[Referring expression grounding data]
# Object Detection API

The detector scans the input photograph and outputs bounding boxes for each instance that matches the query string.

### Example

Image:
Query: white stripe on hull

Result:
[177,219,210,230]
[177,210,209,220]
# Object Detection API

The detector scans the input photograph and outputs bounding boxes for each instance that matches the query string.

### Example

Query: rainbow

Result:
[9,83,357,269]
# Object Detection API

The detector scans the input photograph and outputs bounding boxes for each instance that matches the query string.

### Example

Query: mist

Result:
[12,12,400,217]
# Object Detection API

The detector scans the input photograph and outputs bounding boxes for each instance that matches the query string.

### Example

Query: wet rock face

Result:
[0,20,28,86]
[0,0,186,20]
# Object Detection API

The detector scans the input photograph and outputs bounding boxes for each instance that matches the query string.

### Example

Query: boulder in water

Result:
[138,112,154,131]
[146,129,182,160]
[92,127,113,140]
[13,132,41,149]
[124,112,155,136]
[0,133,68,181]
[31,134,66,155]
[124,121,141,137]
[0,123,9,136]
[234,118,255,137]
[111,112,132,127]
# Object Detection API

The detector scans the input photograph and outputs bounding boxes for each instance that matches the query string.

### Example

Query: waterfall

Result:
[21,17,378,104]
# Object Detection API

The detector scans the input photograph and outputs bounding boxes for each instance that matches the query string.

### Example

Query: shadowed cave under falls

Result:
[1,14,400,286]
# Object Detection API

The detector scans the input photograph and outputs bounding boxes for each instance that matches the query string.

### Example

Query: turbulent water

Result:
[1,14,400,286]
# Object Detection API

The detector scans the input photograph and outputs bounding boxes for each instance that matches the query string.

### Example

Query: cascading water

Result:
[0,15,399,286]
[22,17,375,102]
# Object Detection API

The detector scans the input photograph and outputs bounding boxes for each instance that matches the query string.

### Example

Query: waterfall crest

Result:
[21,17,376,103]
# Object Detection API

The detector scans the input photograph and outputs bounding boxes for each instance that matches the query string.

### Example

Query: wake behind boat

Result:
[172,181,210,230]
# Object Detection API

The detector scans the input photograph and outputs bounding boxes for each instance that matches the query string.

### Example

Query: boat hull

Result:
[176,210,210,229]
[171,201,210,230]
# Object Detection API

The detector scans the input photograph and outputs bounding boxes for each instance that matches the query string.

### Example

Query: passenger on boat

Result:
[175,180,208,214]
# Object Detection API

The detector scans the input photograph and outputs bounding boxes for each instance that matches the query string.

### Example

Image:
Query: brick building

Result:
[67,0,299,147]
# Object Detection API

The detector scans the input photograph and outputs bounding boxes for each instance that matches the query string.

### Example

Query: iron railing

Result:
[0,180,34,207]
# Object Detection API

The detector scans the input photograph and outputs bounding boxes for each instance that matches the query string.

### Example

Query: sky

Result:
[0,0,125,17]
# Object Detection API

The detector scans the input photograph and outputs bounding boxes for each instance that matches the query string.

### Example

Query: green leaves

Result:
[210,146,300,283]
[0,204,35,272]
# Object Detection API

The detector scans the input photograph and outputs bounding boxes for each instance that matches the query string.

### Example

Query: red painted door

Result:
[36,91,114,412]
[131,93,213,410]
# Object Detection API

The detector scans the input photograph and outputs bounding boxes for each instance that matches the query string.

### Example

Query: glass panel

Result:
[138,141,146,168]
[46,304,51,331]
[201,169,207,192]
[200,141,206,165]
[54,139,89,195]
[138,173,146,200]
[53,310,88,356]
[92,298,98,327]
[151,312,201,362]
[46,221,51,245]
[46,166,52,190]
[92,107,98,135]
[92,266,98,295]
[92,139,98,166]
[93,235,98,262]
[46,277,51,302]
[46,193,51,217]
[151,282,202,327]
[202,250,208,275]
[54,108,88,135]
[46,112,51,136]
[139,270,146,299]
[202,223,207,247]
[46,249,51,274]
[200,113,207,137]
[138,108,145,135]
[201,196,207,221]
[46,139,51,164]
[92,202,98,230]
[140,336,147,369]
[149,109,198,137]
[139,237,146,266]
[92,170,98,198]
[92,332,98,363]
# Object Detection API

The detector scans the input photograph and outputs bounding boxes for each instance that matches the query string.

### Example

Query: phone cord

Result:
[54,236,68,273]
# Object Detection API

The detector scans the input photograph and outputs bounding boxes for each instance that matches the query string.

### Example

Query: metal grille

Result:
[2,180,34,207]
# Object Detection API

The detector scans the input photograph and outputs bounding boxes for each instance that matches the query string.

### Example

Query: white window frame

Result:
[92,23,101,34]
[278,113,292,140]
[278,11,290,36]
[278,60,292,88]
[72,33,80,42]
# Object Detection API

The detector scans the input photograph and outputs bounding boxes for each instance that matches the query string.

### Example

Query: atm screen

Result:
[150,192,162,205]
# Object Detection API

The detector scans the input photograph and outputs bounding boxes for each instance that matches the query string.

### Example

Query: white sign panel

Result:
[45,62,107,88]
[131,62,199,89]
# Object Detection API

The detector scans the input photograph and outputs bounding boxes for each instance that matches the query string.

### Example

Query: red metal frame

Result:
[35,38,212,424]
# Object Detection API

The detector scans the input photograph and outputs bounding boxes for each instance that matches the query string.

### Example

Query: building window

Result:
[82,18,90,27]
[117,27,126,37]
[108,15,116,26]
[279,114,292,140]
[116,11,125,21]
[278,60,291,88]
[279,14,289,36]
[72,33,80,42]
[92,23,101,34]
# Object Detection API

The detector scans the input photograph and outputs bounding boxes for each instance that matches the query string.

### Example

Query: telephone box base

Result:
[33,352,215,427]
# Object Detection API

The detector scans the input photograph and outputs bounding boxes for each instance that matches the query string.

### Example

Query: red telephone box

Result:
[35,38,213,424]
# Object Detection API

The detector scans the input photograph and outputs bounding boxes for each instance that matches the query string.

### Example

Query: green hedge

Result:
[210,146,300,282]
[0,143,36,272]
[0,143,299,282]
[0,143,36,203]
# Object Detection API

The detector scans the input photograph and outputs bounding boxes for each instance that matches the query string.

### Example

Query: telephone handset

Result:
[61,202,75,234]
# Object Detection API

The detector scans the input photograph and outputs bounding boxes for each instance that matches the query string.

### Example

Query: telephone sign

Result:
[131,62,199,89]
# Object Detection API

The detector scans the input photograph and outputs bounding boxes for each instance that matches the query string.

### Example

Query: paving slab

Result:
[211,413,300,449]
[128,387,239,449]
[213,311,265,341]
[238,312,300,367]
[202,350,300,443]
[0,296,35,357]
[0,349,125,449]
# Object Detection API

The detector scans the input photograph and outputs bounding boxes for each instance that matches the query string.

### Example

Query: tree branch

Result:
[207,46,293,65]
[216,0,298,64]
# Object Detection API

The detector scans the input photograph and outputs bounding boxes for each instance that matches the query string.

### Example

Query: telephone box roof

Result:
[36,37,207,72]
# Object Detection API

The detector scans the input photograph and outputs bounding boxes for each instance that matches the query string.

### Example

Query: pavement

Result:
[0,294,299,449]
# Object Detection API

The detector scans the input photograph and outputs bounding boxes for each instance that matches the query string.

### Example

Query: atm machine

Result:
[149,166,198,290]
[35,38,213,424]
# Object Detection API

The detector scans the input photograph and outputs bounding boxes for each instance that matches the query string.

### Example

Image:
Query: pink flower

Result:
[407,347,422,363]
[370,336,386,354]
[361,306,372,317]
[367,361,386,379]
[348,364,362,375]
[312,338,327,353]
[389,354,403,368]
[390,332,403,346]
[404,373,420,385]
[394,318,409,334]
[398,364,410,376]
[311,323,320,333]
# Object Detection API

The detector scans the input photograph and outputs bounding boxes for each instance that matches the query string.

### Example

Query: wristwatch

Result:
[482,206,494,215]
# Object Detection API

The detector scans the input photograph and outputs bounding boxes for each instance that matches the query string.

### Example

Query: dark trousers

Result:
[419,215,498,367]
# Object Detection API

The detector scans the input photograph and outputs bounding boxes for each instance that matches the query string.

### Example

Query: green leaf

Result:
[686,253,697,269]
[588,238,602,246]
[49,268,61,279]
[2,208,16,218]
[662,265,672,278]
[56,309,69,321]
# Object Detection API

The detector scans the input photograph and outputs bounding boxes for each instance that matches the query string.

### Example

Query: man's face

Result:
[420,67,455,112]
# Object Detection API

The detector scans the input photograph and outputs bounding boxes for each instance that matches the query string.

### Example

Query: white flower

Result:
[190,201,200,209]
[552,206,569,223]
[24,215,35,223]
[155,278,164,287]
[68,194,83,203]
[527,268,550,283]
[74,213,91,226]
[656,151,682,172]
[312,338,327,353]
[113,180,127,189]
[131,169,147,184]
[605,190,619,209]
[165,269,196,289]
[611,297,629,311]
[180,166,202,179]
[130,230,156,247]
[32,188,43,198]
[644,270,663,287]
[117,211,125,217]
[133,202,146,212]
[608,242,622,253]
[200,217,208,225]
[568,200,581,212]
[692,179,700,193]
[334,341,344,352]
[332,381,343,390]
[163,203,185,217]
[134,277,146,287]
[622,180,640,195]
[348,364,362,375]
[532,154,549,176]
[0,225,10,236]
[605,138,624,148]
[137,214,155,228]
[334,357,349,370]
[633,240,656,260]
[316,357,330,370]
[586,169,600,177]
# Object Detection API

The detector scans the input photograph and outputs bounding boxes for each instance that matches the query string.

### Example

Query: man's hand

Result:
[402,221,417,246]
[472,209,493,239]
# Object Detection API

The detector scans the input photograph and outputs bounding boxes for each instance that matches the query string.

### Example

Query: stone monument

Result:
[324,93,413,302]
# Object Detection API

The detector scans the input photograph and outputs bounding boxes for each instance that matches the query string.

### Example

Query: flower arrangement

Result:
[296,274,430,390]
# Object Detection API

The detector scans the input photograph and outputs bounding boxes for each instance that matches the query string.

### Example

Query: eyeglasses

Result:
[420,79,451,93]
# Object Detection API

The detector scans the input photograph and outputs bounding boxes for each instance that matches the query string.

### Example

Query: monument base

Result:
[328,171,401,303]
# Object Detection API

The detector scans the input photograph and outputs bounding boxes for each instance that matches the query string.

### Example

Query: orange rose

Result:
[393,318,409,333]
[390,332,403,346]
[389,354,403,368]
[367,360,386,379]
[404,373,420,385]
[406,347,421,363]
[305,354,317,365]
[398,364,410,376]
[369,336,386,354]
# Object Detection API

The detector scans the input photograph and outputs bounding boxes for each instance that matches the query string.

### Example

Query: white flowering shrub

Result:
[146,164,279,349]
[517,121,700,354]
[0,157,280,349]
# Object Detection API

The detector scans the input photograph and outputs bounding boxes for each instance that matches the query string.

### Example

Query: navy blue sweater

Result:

■ DIRECTIONS FOR THIS TASK:
If a line in the entries contains "building", copy it.

■ SOLUTION FOR THIS EXERCISE:
Query: brick building
Query: building window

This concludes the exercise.